** begin Dataset extract **

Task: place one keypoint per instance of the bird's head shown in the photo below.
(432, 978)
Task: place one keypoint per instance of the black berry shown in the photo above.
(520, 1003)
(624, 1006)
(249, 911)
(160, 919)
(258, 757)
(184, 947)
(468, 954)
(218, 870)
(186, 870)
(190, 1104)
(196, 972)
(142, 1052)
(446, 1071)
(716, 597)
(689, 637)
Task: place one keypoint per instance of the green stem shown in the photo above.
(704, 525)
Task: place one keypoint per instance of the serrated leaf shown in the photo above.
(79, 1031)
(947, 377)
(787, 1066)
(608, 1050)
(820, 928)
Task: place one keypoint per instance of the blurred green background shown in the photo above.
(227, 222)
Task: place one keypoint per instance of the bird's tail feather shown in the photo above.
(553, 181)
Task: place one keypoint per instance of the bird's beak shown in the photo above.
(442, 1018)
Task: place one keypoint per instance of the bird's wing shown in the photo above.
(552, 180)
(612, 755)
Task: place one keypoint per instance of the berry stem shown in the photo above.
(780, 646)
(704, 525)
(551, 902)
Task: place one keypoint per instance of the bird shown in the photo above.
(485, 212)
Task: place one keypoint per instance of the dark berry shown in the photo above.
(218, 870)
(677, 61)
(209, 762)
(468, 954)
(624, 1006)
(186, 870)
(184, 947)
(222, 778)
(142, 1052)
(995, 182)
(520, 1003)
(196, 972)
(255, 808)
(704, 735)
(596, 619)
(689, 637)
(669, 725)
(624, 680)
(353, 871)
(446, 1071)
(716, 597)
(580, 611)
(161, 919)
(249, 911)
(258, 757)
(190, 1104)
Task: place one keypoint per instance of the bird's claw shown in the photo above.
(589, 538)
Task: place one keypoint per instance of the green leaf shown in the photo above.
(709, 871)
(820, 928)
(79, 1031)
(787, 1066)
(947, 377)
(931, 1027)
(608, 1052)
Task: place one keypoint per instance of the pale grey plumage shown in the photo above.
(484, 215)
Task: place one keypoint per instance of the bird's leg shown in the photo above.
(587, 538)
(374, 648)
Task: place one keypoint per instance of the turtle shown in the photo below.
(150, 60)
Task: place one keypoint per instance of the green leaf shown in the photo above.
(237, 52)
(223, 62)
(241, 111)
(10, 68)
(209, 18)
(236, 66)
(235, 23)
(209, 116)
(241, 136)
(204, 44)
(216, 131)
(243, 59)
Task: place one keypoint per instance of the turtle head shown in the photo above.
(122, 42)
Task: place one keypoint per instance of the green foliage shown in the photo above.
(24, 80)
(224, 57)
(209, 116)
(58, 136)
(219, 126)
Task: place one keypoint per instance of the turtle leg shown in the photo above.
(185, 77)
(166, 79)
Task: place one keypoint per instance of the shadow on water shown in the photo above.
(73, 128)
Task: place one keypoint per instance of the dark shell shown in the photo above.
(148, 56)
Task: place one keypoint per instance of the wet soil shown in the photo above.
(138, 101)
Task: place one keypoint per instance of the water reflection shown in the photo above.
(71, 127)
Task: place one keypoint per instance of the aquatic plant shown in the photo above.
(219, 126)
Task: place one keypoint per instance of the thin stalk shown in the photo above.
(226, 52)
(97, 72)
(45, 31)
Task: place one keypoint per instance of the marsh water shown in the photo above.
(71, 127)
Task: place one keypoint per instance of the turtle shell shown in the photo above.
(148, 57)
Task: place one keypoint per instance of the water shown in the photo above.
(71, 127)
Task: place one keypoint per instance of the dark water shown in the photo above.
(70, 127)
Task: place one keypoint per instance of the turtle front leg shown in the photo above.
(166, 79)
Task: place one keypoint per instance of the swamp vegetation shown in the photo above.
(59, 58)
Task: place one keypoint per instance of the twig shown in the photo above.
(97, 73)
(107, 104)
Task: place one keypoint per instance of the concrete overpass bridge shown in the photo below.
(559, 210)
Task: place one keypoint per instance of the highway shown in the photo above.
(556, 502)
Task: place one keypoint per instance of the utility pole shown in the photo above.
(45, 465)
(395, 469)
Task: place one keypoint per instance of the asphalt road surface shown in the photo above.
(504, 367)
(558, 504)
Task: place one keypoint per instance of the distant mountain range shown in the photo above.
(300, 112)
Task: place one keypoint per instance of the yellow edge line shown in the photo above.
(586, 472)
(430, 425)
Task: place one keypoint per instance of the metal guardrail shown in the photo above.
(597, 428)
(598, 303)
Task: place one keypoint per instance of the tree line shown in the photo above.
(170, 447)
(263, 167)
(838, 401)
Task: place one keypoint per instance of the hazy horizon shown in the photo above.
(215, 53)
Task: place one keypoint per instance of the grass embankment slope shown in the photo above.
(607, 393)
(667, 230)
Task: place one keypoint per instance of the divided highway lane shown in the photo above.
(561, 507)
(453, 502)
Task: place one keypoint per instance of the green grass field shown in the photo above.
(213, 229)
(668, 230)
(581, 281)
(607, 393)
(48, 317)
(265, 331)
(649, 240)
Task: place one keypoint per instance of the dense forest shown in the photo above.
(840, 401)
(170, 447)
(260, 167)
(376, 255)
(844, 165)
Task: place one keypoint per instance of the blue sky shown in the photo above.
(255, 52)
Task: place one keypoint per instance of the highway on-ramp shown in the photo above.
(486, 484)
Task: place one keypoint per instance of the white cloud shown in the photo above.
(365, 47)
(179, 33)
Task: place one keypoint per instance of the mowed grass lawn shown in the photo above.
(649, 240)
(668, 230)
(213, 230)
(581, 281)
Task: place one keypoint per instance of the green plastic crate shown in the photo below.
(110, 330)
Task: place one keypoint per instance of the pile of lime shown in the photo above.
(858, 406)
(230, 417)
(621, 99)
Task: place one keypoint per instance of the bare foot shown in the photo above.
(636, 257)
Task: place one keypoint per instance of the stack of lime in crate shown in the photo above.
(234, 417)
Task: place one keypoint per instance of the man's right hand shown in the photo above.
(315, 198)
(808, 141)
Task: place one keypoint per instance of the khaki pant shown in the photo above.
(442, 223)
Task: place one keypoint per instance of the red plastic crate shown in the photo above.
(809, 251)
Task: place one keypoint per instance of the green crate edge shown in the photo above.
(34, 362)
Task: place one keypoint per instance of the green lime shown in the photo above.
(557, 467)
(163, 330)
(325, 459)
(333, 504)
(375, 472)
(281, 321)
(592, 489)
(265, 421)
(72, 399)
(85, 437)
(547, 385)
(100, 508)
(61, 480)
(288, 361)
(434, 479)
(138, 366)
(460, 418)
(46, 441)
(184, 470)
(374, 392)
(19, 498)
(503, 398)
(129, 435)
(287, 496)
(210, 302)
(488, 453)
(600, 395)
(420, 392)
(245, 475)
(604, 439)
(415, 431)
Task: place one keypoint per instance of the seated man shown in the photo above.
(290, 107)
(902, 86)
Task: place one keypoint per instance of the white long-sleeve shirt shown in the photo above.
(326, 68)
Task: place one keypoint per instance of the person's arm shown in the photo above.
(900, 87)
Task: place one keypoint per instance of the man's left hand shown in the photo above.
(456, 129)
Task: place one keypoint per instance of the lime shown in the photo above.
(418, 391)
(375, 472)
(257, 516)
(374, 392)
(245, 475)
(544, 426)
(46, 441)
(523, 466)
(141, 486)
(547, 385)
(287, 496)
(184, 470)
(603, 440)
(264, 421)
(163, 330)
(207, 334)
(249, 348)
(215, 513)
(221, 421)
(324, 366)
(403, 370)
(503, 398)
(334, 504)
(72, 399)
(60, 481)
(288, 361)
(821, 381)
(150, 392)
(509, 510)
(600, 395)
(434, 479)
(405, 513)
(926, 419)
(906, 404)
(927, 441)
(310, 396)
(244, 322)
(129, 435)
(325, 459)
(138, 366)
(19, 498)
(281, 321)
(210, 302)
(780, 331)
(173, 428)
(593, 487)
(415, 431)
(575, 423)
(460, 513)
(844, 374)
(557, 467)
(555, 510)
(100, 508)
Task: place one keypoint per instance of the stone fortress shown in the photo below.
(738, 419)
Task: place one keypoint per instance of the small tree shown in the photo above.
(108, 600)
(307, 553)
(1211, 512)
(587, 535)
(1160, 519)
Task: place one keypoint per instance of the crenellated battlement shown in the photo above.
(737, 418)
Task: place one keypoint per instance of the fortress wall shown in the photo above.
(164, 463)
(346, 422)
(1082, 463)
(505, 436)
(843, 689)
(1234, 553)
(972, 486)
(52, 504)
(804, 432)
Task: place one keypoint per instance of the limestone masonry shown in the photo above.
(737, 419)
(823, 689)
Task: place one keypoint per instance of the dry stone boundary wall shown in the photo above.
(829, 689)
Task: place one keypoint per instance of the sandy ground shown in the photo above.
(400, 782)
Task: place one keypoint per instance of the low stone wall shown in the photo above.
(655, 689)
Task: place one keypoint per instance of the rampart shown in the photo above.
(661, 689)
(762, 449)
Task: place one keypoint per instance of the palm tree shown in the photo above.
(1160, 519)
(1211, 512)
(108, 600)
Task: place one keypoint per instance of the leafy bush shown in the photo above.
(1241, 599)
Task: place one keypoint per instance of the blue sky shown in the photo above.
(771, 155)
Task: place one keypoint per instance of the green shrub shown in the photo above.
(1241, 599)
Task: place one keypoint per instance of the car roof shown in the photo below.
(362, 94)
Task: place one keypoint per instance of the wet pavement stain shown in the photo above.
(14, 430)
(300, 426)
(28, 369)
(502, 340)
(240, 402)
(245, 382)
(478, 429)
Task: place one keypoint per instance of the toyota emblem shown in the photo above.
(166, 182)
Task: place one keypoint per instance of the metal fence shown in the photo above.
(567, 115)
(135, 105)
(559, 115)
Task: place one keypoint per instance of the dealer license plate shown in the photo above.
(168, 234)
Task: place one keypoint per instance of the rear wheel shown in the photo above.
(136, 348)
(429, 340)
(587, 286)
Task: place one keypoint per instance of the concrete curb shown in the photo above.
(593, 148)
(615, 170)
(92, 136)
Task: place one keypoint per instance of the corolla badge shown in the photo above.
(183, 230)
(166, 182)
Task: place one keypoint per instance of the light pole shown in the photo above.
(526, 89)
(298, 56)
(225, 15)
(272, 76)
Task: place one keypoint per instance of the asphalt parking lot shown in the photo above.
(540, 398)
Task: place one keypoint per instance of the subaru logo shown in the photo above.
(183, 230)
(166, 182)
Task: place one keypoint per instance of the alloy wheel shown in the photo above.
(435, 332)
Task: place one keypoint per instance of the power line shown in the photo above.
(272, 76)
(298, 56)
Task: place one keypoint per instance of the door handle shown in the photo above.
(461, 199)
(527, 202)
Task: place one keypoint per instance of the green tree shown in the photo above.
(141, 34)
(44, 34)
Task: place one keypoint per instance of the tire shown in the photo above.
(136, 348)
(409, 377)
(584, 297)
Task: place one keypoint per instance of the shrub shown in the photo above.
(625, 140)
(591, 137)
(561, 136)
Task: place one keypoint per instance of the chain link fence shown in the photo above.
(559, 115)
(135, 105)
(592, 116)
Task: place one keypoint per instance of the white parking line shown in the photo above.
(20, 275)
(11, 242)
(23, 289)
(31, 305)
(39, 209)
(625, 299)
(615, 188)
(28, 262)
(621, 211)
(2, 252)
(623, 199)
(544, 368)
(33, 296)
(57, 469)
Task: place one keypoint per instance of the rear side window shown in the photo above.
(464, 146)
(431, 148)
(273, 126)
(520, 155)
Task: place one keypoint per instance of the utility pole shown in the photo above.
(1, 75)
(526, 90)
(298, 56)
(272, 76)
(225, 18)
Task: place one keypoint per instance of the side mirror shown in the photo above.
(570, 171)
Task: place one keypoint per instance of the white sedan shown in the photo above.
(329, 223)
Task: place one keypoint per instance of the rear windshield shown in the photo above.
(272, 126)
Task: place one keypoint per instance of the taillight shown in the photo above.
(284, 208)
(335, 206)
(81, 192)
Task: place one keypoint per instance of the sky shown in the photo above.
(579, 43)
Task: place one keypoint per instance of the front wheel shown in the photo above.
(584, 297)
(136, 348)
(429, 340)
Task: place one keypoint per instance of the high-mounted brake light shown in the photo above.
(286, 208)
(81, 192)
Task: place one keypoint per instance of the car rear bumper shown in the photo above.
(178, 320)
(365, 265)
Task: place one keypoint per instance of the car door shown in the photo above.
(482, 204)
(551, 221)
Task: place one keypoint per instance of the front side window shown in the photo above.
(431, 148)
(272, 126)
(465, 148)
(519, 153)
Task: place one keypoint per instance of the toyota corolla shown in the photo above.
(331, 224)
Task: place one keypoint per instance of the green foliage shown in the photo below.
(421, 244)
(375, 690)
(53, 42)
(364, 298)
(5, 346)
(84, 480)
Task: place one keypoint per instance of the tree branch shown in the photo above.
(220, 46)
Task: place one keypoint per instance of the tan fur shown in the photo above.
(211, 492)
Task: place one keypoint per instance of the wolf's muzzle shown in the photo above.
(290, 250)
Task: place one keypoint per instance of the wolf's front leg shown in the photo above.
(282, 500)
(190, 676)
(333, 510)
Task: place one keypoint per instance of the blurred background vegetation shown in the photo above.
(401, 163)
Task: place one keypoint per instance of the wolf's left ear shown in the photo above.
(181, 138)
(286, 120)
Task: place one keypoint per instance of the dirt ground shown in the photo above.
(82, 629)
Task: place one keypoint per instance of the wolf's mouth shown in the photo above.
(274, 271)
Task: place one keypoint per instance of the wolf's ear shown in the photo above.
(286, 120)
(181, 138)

** end Dataset extract **

= Task directions =
Recast everything from the line containing "Task: place one keypoint per instance of the dirt" down to the end of the records, both ends included, as a numbered list with blank lines left out.

= Finished answer =
1. Task: place one keypoint per instance of the dirt ground shown in the photo above.
2. (82, 629)
3. Task: place one keypoint per instance of the wolf's mouth shown in the photo above.
4. (274, 271)
5. Task: place one keypoint per instance of the wolf's ear shown in the photo above.
6. (286, 120)
7. (181, 138)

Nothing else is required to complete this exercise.